EXERCISE INSTRUCTIONS.
If a record below holds a picture, leave the picture out and copy the rest exactly.

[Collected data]
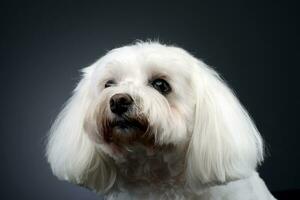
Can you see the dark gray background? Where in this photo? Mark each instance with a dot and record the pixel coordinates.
(253, 44)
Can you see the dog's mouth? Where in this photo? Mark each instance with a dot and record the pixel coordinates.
(128, 125)
(127, 131)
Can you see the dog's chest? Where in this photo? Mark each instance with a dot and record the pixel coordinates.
(146, 173)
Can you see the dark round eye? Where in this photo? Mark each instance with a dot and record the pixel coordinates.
(109, 83)
(161, 85)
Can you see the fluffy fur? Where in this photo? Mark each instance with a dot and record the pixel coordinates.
(196, 142)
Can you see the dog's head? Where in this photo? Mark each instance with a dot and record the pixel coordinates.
(158, 97)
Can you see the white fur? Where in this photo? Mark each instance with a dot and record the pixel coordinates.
(216, 144)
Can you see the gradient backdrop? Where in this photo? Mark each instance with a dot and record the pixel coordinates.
(254, 45)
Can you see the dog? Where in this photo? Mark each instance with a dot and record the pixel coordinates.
(151, 121)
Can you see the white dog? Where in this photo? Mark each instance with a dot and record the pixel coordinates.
(150, 121)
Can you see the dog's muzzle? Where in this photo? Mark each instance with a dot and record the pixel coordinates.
(120, 103)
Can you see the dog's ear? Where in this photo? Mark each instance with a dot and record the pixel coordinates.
(70, 152)
(225, 145)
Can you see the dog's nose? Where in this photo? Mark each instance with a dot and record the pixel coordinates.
(120, 103)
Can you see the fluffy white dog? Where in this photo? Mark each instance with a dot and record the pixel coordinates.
(150, 121)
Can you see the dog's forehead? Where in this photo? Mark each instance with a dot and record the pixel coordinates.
(142, 61)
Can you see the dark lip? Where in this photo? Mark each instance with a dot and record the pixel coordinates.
(127, 124)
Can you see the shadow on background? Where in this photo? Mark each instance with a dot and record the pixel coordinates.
(43, 44)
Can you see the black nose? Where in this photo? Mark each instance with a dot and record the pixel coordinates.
(120, 103)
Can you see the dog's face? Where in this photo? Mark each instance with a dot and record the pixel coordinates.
(158, 97)
(141, 96)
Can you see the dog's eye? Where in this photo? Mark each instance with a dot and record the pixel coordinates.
(109, 83)
(161, 85)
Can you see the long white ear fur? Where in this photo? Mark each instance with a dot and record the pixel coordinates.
(70, 152)
(225, 144)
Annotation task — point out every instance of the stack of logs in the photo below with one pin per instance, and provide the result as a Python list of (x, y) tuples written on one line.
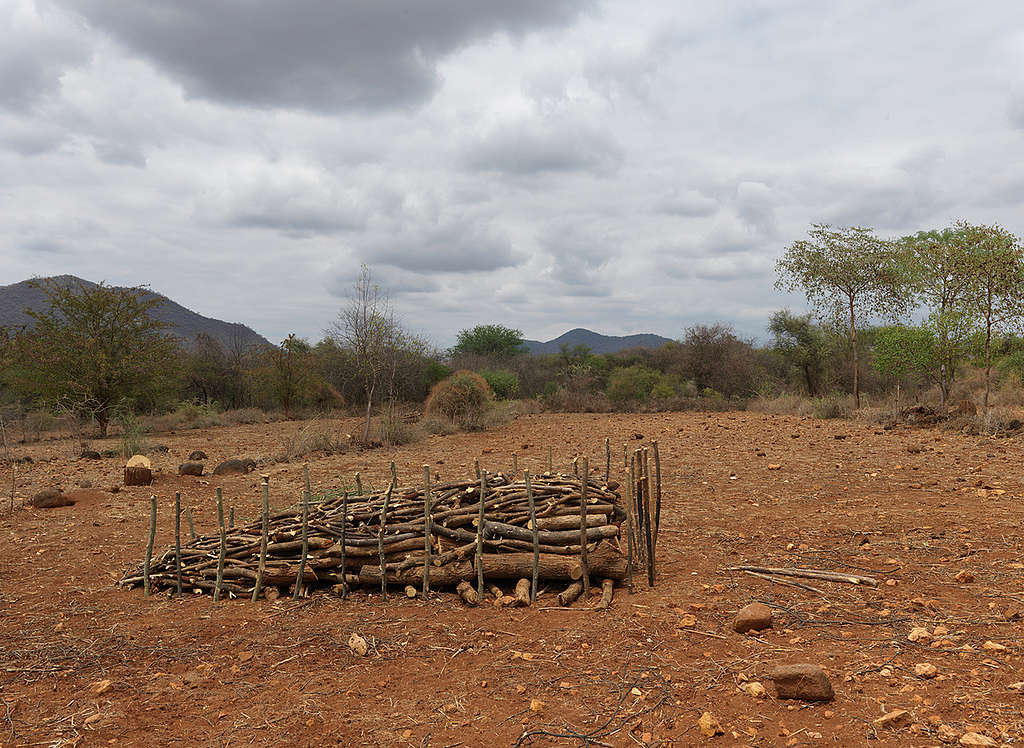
[(435, 535)]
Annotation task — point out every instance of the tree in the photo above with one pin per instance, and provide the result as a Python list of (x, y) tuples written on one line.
[(496, 340), (846, 273), (93, 349), (997, 264), (375, 341), (801, 343)]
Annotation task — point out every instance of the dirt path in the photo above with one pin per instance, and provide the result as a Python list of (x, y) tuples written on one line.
[(83, 662)]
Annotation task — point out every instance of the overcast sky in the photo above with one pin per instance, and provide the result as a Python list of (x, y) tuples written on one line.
[(627, 166)]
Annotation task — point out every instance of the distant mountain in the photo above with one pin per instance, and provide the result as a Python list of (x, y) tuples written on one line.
[(596, 342), (15, 298)]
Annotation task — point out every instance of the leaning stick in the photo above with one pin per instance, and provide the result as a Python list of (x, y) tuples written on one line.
[(380, 539), (479, 536), (177, 541), (264, 530), (583, 526), (537, 536), (223, 544), (426, 531), (148, 546)]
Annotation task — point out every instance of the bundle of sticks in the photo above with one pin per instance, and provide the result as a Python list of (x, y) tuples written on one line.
[(441, 535)]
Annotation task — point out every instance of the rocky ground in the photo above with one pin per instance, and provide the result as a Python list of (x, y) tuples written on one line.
[(931, 656)]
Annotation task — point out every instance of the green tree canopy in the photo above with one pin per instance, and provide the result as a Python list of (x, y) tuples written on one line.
[(93, 349), (496, 340), (847, 273)]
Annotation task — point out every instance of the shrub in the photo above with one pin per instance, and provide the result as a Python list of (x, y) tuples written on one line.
[(464, 398), (504, 384)]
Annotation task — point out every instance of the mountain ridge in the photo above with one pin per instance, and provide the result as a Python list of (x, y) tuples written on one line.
[(182, 322), (597, 342)]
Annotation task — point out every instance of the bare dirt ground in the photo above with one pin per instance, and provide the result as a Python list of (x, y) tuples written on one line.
[(84, 662)]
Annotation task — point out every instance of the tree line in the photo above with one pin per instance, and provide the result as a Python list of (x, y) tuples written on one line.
[(906, 314)]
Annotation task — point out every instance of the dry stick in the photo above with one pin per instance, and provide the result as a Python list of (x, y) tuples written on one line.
[(223, 544), (264, 531), (380, 538), (584, 565), (427, 530), (479, 536), (148, 546), (177, 540), (305, 537), (344, 522), (537, 536), (607, 460)]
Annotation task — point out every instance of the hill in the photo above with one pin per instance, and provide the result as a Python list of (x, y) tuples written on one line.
[(597, 342), (185, 324)]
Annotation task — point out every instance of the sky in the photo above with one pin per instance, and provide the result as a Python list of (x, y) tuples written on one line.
[(625, 166)]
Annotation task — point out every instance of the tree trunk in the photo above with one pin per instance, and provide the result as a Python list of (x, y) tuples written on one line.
[(856, 362)]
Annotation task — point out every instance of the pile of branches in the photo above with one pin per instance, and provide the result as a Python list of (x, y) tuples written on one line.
[(381, 538)]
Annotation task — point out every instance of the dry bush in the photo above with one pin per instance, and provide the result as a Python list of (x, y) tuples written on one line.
[(465, 399), (314, 435)]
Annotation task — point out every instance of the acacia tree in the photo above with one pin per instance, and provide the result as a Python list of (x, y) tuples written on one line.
[(997, 294), (846, 272), (93, 348)]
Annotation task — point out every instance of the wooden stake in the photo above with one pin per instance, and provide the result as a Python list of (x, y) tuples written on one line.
[(344, 524), (380, 539), (223, 545), (264, 530), (537, 536), (177, 542), (583, 527), (148, 546), (427, 530), (479, 537), (305, 540)]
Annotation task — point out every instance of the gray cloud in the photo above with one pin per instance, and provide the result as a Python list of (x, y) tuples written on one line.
[(316, 55)]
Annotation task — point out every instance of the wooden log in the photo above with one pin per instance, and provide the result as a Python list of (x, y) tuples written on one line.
[(468, 594), (521, 593), (569, 594)]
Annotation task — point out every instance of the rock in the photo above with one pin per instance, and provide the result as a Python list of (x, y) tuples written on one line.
[(926, 670), (709, 725), (974, 739), (49, 499), (755, 689), (235, 467), (896, 719), (358, 645), (919, 633), (755, 617), (803, 680)]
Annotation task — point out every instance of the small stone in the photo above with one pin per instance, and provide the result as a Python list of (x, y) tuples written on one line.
[(804, 681), (975, 740), (358, 645), (709, 725), (754, 617), (919, 633), (926, 670), (755, 689), (896, 719)]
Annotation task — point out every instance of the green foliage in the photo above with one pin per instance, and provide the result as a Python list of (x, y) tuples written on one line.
[(464, 399), (93, 348), (505, 384), (494, 340)]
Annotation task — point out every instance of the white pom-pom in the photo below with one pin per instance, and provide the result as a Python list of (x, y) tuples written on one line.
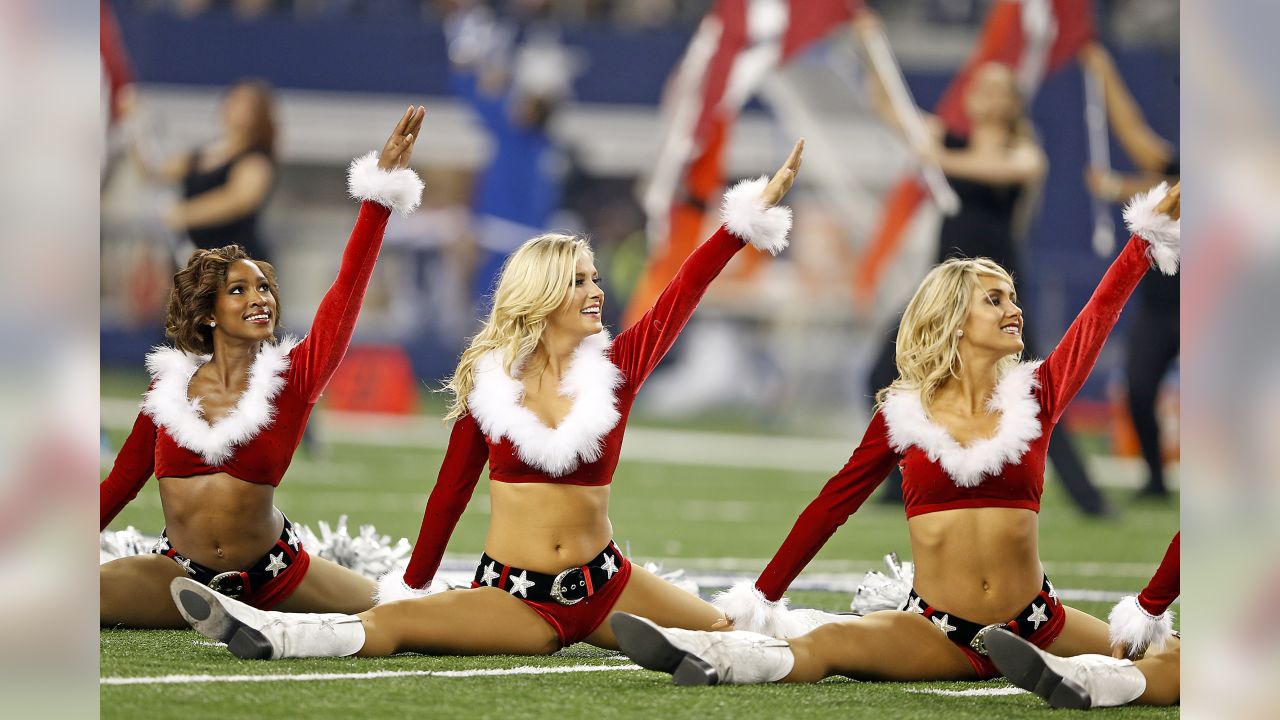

ANSWER BOX.
Can you see the dark gray background? Where in this photo? Mark each instance with a dot and record the pixel coordinates.
(253, 44)
Can you see the dog's mouth? Where in this photo? Mark each instance with a dot and record the pixel coordinates.
(128, 125)
(127, 131)
Can you see the dog's chest? Where in this photo? Mark each instance with a dot and record the pixel coordinates.
(146, 173)
Can you see the dark round eye? Where in this photo? Mark each instance with a dot and record the pixel coordinates.
(109, 83)
(161, 85)
Can you see the fluffy fur? Where in this photo? Mark each instance with a dot and record the pixel coordinates.
(196, 142)
Can you see the dog's head? Where in this photo? Mark each instance with a dot and record the pixel coordinates.
(158, 97)
Can you see the white fur? Where in this photo? Mark each instance with a dot and record the pixel coordinates.
(216, 144)
Can you see the gradient backdrop? Where in this photo? Mark each instance with a dot and record the pixel coordinates.
(254, 45)
Can you see the dog? Where in this photo? Mark each instance with a dot and record the pixel coordinates.
(151, 121)
Can you see the white dog? Where in this photo? Mark each instance with a dot and record the pixel coordinates.
(150, 121)
Can you see the dog's muzzle? Where in this photo? Mark each instance with a dot and record the pixel coordinates.
(120, 103)
Can you see the dog's ear? Where in this photo? Mark each instance with a dot and record the pixel coordinates.
(70, 152)
(225, 145)
Can you see the dog's nose? Where in this photo? Mark each instance with a dot and record the pixel coordinates.
(120, 103)
Can you see the fluffy white dog? Where in this photo? Mark each instance with a dot and record the pixel coordinates.
(150, 121)
Can you see the dog's forehead? Where in this photo? Mark each instance with a dot and record the pixel coordinates.
(142, 61)
Can you see the dark lip? Where in this photo? Mark each instance with a dot and record the pixel coordinates.
(127, 124)
Can you see the shadow on background? Where in this photo? Mark each instance with a dot and record the pixel coordinates.
(43, 44)
Can you see the black nose? Where in this photo? Mark each instance with a dot and record the pixel coordinates.
(120, 103)
Can you see the dog's face? Where in this photo? Mark each instance with a dot and record the pixel coordinates.
(158, 97)
(141, 96)
Can you see the dog's eye? Where in this photo? Mark each instance with a dot and record the pixel coordinates.
(109, 83)
(161, 85)
Can you see the long white ear fur? Where in this photo? Mark each instance with a dot and record the pixel coordinates.
(70, 152)
(225, 144)
Annotation task — point out every instance of the stack of logs in the photo below with one pin per instance, and provide the result as a Python list of (x, y) tuples written on one line.
[(435, 535)]
Annotation task — point out every instance of the tree in the photo above with one pin per instance, and provide the result as a Python list of (x, y) tuples written on one line.
[(496, 340), (846, 273), (93, 349), (997, 264), (375, 341), (801, 343)]
Annotation task — point out every instance of the dirt path in the photo above with one pin per instance, and provide the result as a Python list of (x, y) tuples written on one line.
[(83, 662)]
Annotation task — point out every instance of the overcast sky in the photo above with one pin per instance, and provide the result as a Python list of (x, y) tuples written on one line.
[(627, 166)]
Annotation task — point out every instance of the distant mountain in the photo above with one pin per instance, and provide the result as a Python list of (x, y) tuples written on one line.
[(596, 342), (15, 298)]
Annotation task — point out every instance of the leaning stick in the photo above with one pin per instance, and provide the result as a Python list of (x, y) tuples written on one line.
[(380, 539), (479, 536), (177, 541), (264, 530), (583, 526), (537, 536), (223, 544), (426, 531), (148, 546)]
Annotation task — point out every instance of the bundle of sticks in the photo above with one pin per instance, and provide the result as a Python list of (x, y) tuples written on one line.
[(441, 535)]
Annotation task — point out every instance of the rocky ground in the photo above with one pin per instance, and provide the result as a Python list of (x, y) tuples written on one line.
[(931, 656)]
Annotation task — point out every instance of the green tree canopy in the photo above with one pin per instance, and provide the result as a Python list of (x, y) tuples written on one line.
[(93, 349), (496, 340), (847, 273)]
Annotation task — point out every instance of the shrub in the photo above with one pin per instance, and provide the result as a Python list of (x, y) tuples written on one line.
[(464, 398), (504, 384)]
Annotation task — point out every instance of the mountain ridge in the photo above with one pin per instance, and provide the result as a Python list of (x, y) tuples written on one line.
[(182, 322), (597, 342)]
Annotation task — point out every instance of the bare dirt ground in the photo above with one pin per instance, and provide the result as a Python list of (x, y) tuples written on one line.
[(84, 662)]
Annotation task — point out every instance of the tree line in the photo above with one pin per instance, and provide the result as a Python list of (x, y) tuples written on one line.
[(906, 314)]
Annotation task — point out every instance of the dry stick in the photo above with one pin per instance, and provide the result as a Python list of (x, y) tuples written on one line.
[(223, 544), (264, 531), (380, 538), (584, 565), (427, 530), (479, 536), (148, 546), (177, 540), (305, 537), (344, 522), (537, 536), (607, 460)]
Annotation task — point out every instance of the hill in the photo above with one pin per instance, and provide the result as a Python list of (x, y) tuples written on one line.
[(597, 342), (185, 324)]
Annotation task — point out every instance of the sky in the photo above with one pin per instance, and provide the result as a Python list of (x, y) tuples written on one line.
[(625, 166)]
Annotation task — point out every instance of the tree trunk in the photo above with one pin per instance, and provide the result as a Python list of (x, y) tuples written on one line.
[(856, 362)]
Annotation task — point out every instance of the pile of branches in the photo above with one pin per instance, and provide the result as a Python list of (x, y) tuples written on one line.
[(381, 538)]
Annotation task — point out every instance of the dry bush in the photo above with one pin per instance, and provide the result as a Python list of (x, y) tuples written on one line.
[(465, 399), (314, 435)]
Annotation task — point out every instance of the acacia tree in the photo above with one pin per instance, and provide the result as a Python list of (x, y) tuples written on one line.
[(997, 294), (846, 272), (93, 348)]
Annotation task — point out every instance of the wooden stake in the photo above with one pin per instance, and provide the result as a Python list of (x, y) tuples written on one line.
[(344, 524), (380, 539), (223, 545), (264, 530), (537, 536), (177, 542), (583, 527), (148, 546), (427, 530), (479, 537), (305, 540)]
Annotation task — point out every instance of the gray cloud in the photo above with one pin per instance, and provide the result as a Python list of (x, y) tuples written on one line.
[(316, 55)]
Annotation task — point out every instance of the wooden log in the photo above with one pin per instance, and provide the result as a Python list of (x, y) tuples written on one line.
[(468, 594), (521, 593), (569, 594)]
Annotation task — point out every instance of the rock in the photo above with one pin per instance, and provide the result as a Python list of (x, y) tuples written on one line.
[(926, 670), (709, 725), (974, 739), (49, 499), (755, 689), (235, 467), (896, 719), (358, 645), (919, 633), (755, 617), (803, 680)]
Annotation task — point out every instance of the small stone in the photo above with one pin per instance, and provide the result as a Python list of (x, y) tuples written on one line.
[(804, 681), (975, 740), (358, 645), (709, 725), (754, 617), (919, 633), (926, 670), (755, 689), (896, 719)]
Annotation task — point out every instance of the green foliage in the photo above with one pin per instance, and provide the result as a Python list of (x, y) tuples written on one line.
[(464, 399), (93, 348), (505, 384), (494, 340)]
Annotation task — point out every instance of the white pom-pom in the photo below with one pin per instance, and provide the result as a Python list of (x, y) tuples written on one line.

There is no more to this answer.